→ **Tugas yang Diberikan 1**: Ulangi secara persis bagian catatan mulai dari awal catatan sampai dengan baris yang memuat "point(243, 673)", termasuk kedua batasnya. Gambar tidak perlu disertakan dalam jawaban.

→ **Kutipan Terpilih**:
————

SURABAYA – Presiden ke-5 RI Megawati Soekarnoputri mengatakan, dalam hal mengelola lingkungan, Menteri Kelautan dan Perikanan Susi Pudjiastuti dan Wali Kota Surabaya Tri Rismaharini bisa dikatakan pejabat preman.
Ketua Yayasan Kebun Raya Indonesia itu menyebutkan, di mobil dinas Risma isinya bukan baju bagus atau peralatan kecantikan. Tapi sekop, cangkul, sepatu booth, sarung tangan dan sebagainya.
“Apa itu bukan preman coba,” kata Megawati saat menjadi pembicara Sarasehan Peraih Kalpataru di Rumah Dinas Wali Kota Surabaya, Sabtu (28/4/2018).
Sarasehan Peraih Kalpataru merupakan bagian dari kegiatan Festival Jaga Bhumi di Surabaya selama dua hari.
Selain Susi Pudjiastuti, sarasehan dihadiri sejumlah bekas pejabat, seperti Menteri Lingkungan Hidup di era Megawati, Sonny Keraf, mantan Menteri Pertanian M. Prakosa dan mantan Gubernur Jawa Timur Imam Utomo.

————

→ **Bahan Masukan**:

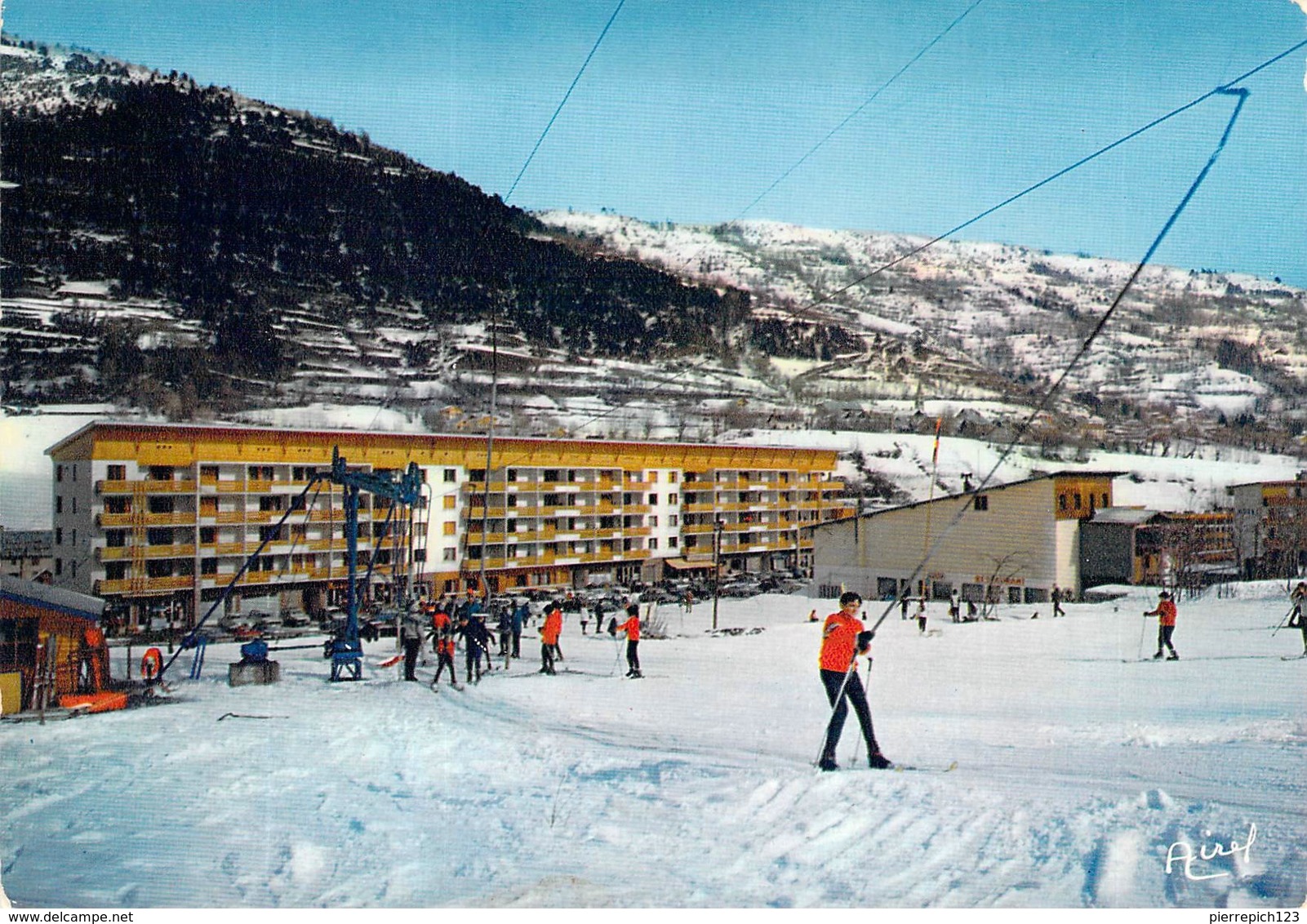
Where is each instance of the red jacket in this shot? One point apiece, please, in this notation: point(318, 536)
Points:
point(1165, 612)
point(839, 641)
point(553, 626)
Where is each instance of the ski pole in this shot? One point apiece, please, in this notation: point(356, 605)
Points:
point(858, 748)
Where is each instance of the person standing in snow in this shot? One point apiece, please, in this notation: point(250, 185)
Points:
point(843, 639)
point(1296, 617)
point(442, 633)
point(1165, 615)
point(476, 642)
point(549, 637)
point(519, 619)
point(633, 641)
point(411, 635)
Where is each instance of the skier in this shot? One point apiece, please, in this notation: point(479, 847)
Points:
point(1165, 613)
point(549, 637)
point(843, 639)
point(519, 617)
point(505, 628)
point(476, 641)
point(1296, 619)
point(411, 635)
point(633, 641)
point(442, 633)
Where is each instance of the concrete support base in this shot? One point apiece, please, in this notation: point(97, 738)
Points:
point(243, 673)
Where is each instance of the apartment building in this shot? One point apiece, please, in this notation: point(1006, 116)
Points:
point(1269, 530)
point(1007, 544)
point(165, 517)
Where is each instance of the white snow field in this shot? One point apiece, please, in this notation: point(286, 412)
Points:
point(1080, 770)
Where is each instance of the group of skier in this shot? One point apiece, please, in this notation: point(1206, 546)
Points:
point(448, 624)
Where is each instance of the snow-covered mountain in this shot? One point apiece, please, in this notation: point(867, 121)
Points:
point(593, 324)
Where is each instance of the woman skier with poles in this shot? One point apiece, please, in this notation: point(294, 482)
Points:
point(843, 639)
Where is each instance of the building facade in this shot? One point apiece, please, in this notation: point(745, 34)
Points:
point(1269, 530)
point(165, 517)
point(1005, 544)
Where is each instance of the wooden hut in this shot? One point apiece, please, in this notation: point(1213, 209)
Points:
point(38, 621)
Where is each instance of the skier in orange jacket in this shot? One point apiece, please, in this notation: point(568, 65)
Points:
point(549, 637)
point(1165, 615)
point(633, 641)
point(843, 639)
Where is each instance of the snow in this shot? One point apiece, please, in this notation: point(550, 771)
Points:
point(1078, 770)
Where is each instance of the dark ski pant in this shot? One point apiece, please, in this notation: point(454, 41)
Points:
point(1163, 638)
point(854, 693)
point(412, 646)
point(442, 661)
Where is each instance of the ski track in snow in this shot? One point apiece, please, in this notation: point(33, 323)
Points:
point(691, 789)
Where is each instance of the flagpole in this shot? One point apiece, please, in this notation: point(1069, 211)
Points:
point(930, 504)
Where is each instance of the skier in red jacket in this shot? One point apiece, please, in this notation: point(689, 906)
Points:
point(1165, 615)
point(549, 637)
point(633, 641)
point(843, 639)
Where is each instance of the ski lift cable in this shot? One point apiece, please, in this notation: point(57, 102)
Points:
point(802, 311)
point(851, 115)
point(1242, 95)
point(563, 101)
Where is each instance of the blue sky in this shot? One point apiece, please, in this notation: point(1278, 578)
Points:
point(689, 110)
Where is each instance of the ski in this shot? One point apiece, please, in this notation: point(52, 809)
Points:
point(909, 767)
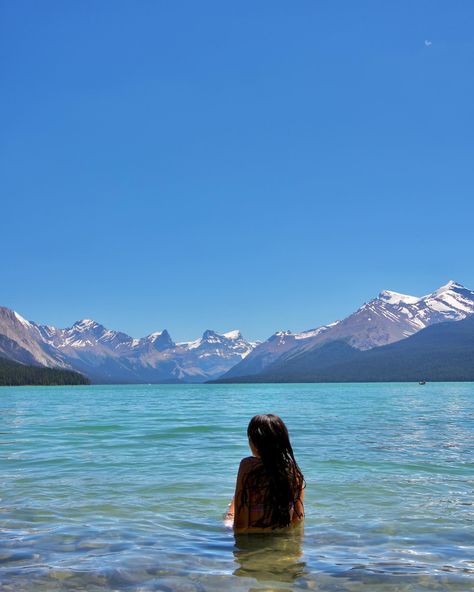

————

→ **Tugas yang Diberikan 2**: Salin kembali seluruh kutipan berita tentang ucapan Megawati mengenai pejabat preman secara persis, tanpa perubahan apa pun.

→ **Keluaran yang Diharapkan 1**:
Where is each instance of the red jacket in this shot? One point apiece, please, in this notation: point(318, 536)
Points:
point(1165, 612)
point(839, 641)
point(553, 626)
Where is each instance of the ski pole in this shot? One point apiece, please, in this notation: point(356, 605)
Points:
point(858, 748)
Where is each instance of the person standing in snow in this shot? One point apiece, please, in this notation: point(250, 185)
Points:
point(843, 639)
point(1296, 617)
point(442, 633)
point(1165, 615)
point(476, 642)
point(549, 637)
point(519, 619)
point(633, 641)
point(411, 635)
Where is each instance of the skier in this shot? One point apiece, please, in this notation: point(479, 847)
Points:
point(1165, 613)
point(549, 637)
point(843, 639)
point(519, 617)
point(505, 628)
point(476, 641)
point(1296, 619)
point(411, 635)
point(633, 641)
point(442, 633)
Where is each instance of the concrete support base in this shot? One point apiece, please, in this notation: point(97, 738)
Points:
point(243, 673)

→ **Keluaran yang Diharapkan 2**:
SURABAYA – Presiden ke-5 RI Megawati Soekarnoputri mengatakan, dalam hal mengelola lingkungan, Menteri Kelautan dan Perikanan Susi Pudjiastuti dan Wali Kota Surabaya Tri Rismaharini bisa dikatakan pejabat preman.
Ketua Yayasan Kebun Raya Indonesia itu menyebutkan, di mobil dinas Risma isinya bukan baju bagus atau peralatan kecantikan. Tapi sekop, cangkul, sepatu booth, sarung tangan dan sebagainya.
“Apa itu bukan preman coba,” kata Megawati saat menjadi pembicara Sarasehan Peraih Kalpataru di Rumah Dinas Wali Kota Surabaya, Sabtu (28/4/2018).
Sarasehan Peraih Kalpataru merupakan bagian dari kegiatan Festival Jaga Bhumi di Surabaya selama dua hari.
Selain Susi Pudjiastuti, sarasehan dihadiri sejumlah bekas pejabat, seperti Menteri Lingkungan Hidup di era Megawati, Sonny Keraf, mantan Menteri Pertanian M. Prakosa dan mantan Gubernur Jawa Timur Imam Utomo.